__WORK INSTRUCTIONS__.
In the passage on food production and sustainability, what does Kleppel predict will be the undoing of the industrial food system?

__GIVEN PASSAGE__.
● ● ● ● ●

This would obviously compromise the mass-production model now in place but would also affect food prices. Unfortunately the West demands cheap foods, while agribusiness pushes for profits. This combination will be our downfall, according to Kleppel. Free-trade agreements may lower costs (even with increased transportation costs from farm to market), but he counters that “what will be compromised . . . are food quality and safety. The offshore shift in food production will ratchet down overall food security and this, I predict, will be the undoing of the industrial food system.” In other words, pay attention to the origin of the products you purchase. Transparency—the reporting of production practices and point-of-origin—is a helpful if controversial trend in this regard.

The marketplace, however, seems to be driving business in Kleppel’s direction. As Girardet might agree, the “3000-mile Caesar salad” may have run its course. As consumers become more aware of the practices behind the products they consume, they are opting for a more natural, less synthetic diet; one could call it more “green.” He hopes that “the emerging tide of sustainable agriculture may sweep away the old and stale, leaving in its wake a system of food production and consumption that does not deplete resources, degrade ecosystems, abandon ethics, commodify the life support system, or dehumanize the people who produce our food.”

The Price We Pay 

As more of us recognize the value of sustainability, we take on a broader view of our relationships with each other, the world we create, and the natural world we all depend on. These writers hope that such a positive synergy will create “something larger”—in Kleppel’s words, “an ethic of environmental stewardship, social justice, and animal husbandry, attributes ignored during the past six decades.”

I predict that increasing numbers of farmers will abandon industrial food production and commodities-based marketing, preferring the more appreciative, humanizing, and often more lucrative alternatives that are emergent.”

Gary Kleppel, The Emergent Agriculture: Farming, Sustainability and the Return of the Local Economy

Unlike the sea urchin, we have the capacity to choose our behaviors; we recognize options and consider consequences. Our choices do make a difference, both individually and collectively. But to turn the corner on these problems, that positive ethical synergy must come from somewhere. We are enduring a world of malconstructed cities, mismanaged agriculture and human squalor because we have lost track of the source of right ethics.

Weisman ends Countdown with another reference to the Scriptures—Revelation 11:18 and the special recompense for those who spoil the creation: “The nations raged, but your wrath came, and the time . . . for destroying the destroyers of the earth.” 

This prophecy does not suggest God’s dislike for cities, agriculture or population size per se. At the outset humans were told to build families and grow (Genesis 1:28; 9:1); Abraham was promised descendants numbering as the stars of heaven (Genesis 12:1; 15:5). God intended man to use the land, but under His stipulations (Genesis 1:29–30; 9:2–3; Leviticus 11, 25). There will be cities in the prophetic future; agriculture will remain a major enterprise. And if one considers that virtually all who have ever lived will be resurrected to live again on the earth (1 Corinthians 15:22–24; Revelation 20:4–5), then the planet must have the capacity to sustain many billions.

Today we are captives of our wrong ways of living. The good news is that our Creator will rescue us, but not until we have almost exhausted our human resources. There is a price to pay for our intransigence and, as Weisman points out, there will be a day of reckoning.

Principles such as loving one’s neighbor as oneself, being each other’s keeper, and looking after our land are positive steps that can be taken today. They represent the way of life our Creator laid out as the source of blessings (Deuteronomy 28:1–6). These are timeless universals, applying to each of us across the board: the families we have, the homes we build, and the way we eat.

● ● ● ● ●

__GIVEN DATA__.

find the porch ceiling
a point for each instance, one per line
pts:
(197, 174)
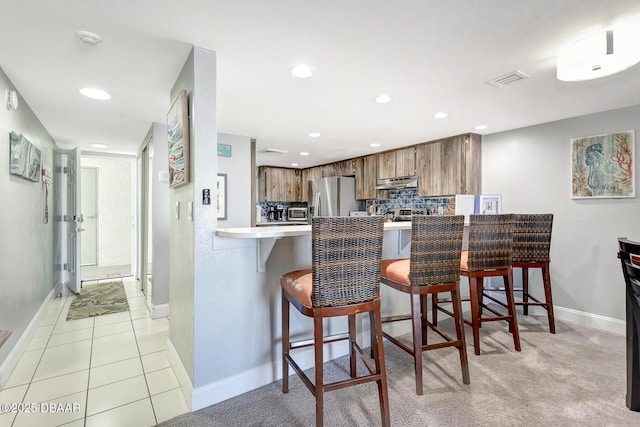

● ● ● ● ●

__RESULT FOR THIS TASK__.
The offshore shift in food production, which he says will ratchet down overall food security.